Copy the part of the forum thread below word for word, starting with "Thank you and" and going on through "got my interest.".

===== Reading passage

Thank you and the rest of the KB team. It was a wonderful day.



geoffthomas said:


> Monique,
> I started the book last night:
> The first sentence did it's job and got my interest.
> The first paragraph did it's job and got me to continue.
> ...


Thank you, Geoff! That's so wonderful to hear.



kcmay said:


> Out of Time has received yet another 5-star review!
> 
> "The description of Out of Time caught my attention, and so I downloaded the sample to my Kindle. I knew within the first couple of "pages" that I'd have to read the entire book. The characters are likable and realistic, yet still "larger than life." The plot is captivating and unpredictable. But there's more to this book than romance; it has mystery and danger and vampires. And it has romance! If you read my other reviews, you'll see I don't normally gush about books. Out of Time is gush-worthy! It's extraordinarily well-written in every way. I love this book and highly recommend it!"
> 
> Thanks, Monique, for a terrific read!


KC! Thank you for such an amazing review. What a thrill it is when someone has kind things to say about your work.

Thanks guys!


----------



## Julia (Jul 30, 2010)

==========
===== Extracted data

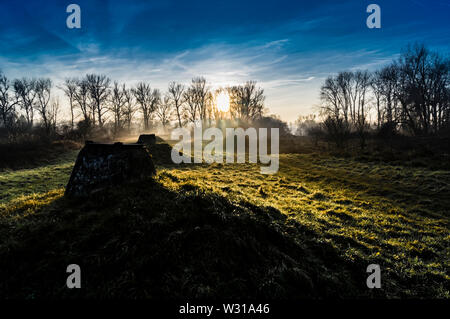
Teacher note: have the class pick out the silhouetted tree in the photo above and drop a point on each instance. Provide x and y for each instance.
(176, 91)
(8, 102)
(25, 90)
(99, 92)
(69, 88)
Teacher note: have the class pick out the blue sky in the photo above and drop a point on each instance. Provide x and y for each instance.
(289, 47)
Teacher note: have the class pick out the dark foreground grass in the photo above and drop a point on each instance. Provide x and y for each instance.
(228, 231)
(147, 241)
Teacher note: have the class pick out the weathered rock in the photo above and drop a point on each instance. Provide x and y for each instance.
(147, 139)
(99, 166)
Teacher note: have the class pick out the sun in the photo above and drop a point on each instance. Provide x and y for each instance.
(223, 102)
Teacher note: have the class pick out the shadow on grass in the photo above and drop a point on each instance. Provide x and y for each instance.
(146, 241)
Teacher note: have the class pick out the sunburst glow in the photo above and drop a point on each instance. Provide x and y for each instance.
(223, 102)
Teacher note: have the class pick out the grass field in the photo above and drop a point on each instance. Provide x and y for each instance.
(332, 216)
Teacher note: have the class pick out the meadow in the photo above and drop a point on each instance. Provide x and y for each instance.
(218, 230)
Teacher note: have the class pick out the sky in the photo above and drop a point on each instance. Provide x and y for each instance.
(288, 47)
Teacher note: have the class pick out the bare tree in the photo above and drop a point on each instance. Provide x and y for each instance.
(43, 94)
(81, 97)
(247, 101)
(164, 110)
(53, 113)
(8, 102)
(190, 100)
(69, 88)
(117, 105)
(176, 91)
(201, 93)
(148, 100)
(25, 90)
(129, 107)
(99, 92)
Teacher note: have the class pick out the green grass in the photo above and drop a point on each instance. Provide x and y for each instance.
(332, 218)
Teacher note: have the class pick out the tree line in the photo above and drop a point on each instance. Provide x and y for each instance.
(98, 100)
(411, 95)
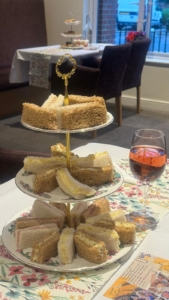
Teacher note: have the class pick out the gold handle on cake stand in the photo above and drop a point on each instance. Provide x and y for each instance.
(65, 77)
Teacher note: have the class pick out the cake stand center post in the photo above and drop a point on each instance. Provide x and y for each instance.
(65, 68)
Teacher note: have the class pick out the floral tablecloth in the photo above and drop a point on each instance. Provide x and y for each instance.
(18, 281)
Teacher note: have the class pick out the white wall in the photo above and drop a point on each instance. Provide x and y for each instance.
(56, 12)
(155, 78)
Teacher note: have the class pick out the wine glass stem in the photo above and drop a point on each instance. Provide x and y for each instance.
(145, 193)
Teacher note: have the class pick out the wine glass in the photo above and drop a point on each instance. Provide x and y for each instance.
(147, 161)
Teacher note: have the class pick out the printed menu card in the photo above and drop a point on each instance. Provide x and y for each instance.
(147, 278)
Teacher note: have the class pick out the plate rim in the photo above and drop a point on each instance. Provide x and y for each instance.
(27, 261)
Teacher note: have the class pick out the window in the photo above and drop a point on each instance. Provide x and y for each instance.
(125, 15)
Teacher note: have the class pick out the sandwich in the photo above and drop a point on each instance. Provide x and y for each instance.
(108, 236)
(71, 186)
(42, 209)
(126, 232)
(99, 206)
(53, 101)
(45, 248)
(66, 247)
(45, 181)
(95, 176)
(75, 214)
(25, 222)
(90, 248)
(59, 150)
(27, 236)
(38, 165)
(110, 217)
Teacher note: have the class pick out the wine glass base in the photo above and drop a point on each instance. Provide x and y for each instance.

==========

**Problem solution**
Thank you and the rest of the KB team. It was a wonderful day.



geoffthomas said:


> Monique,
> I started the book last night:
> The first sentence did it's job and got my interest.